* [DOCUMENT EXTRACT]:
:::

The BRICS Bank or, to give it its formal name, the New Development Bank (NDB), was announced in 2013 and formalised in July 2014, garnering international headlines. It is meant to increase the flow of funds for infrastructure development projects to the BRICS countries, and possibly to other emerging markets. Its planned capital base will be comparable to that of the Inter-American Development Bank, about 60% of the Asian Development Banks (ADB) capital, and somewhat less than half of the World Banks capital base. That will be a not-insignificant addition to the funds flowing for such projects. There are questions about the potential cost of funds that will flow through the NDB, since most of its members do not have top credit ratings, and perhaps the need for human capital in the form of expertise for specialised lending will be a binding constraint.
Some commentators have seen the NDB as an attempt to shift the balance of power away from the World Bank, seen to be dominated by the US and other Western powers. This well may be a goal that is inextricably tied to the goal of smoothing the path for large-scale investments in development infrastructure. However, the World Bank has welcomed the new entrant, and clearly the global demand for developmental investment is many times the new addition to lending capacity. One commentator, pushing the anti-Western line to a rather incredible extreme, hoped that the NDB will be more sensitive to environmental concerns and human rights than its older cousins. Given the nature and track record of the NDBs member governments, this seems less than unlikely.

:::

[Position annotation records]
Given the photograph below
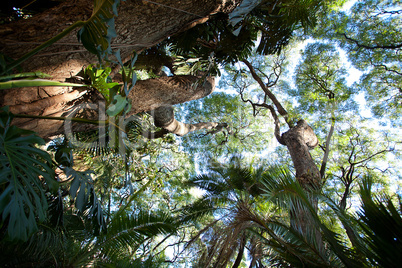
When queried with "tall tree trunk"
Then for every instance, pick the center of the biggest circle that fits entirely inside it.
(139, 25)
(146, 95)
(299, 140)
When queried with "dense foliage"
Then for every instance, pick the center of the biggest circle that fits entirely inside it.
(229, 198)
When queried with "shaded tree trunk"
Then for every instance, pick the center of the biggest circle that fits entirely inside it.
(139, 25)
(146, 95)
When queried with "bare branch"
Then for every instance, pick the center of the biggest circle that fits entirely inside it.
(272, 97)
(372, 47)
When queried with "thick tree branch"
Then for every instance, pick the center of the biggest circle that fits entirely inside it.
(164, 117)
(372, 47)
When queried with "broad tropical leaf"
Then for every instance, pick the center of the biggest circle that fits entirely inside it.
(86, 201)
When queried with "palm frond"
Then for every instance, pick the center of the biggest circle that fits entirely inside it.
(25, 175)
(382, 226)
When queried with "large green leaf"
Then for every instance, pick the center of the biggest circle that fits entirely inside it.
(23, 171)
(98, 31)
(86, 201)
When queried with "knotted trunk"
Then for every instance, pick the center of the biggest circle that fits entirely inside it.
(299, 140)
(139, 25)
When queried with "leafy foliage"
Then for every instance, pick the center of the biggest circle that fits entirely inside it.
(98, 30)
(26, 175)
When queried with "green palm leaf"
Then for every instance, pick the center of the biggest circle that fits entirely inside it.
(128, 232)
(98, 31)
(24, 171)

:::

* [WHAT THE TASK ASKS]:
Reproduce the part of the text on the New Development Bank that opens with the words "The BRICS Bank" and closes with "a binding constraint.". The records play no part in what is asked here.

* [WORKED ANSWER]:
The BRICS Bank or, to give it its formal name, the New Development Bank (NDB), was announced in 2013 and formalised in July 2014, garnering international headlines. It is meant to increase the flow of funds for infrastructure development projects to the BRICS countries, and possibly to other emerging markets. Its planned capital base will be comparable to that of the Inter-American Development Bank, about 60% of the Asian Development Banks (ADB) capital, and somewhat less than half of the World Banks capital base. That will be a not-insignificant addition to the funds flowing for such projects. There are questions about the potential cost of funds that will flow through the NDB, since most of its members do not have top credit ratings, and perhaps the need for human capital in the form of expertise for specialised lending will be a binding constraint.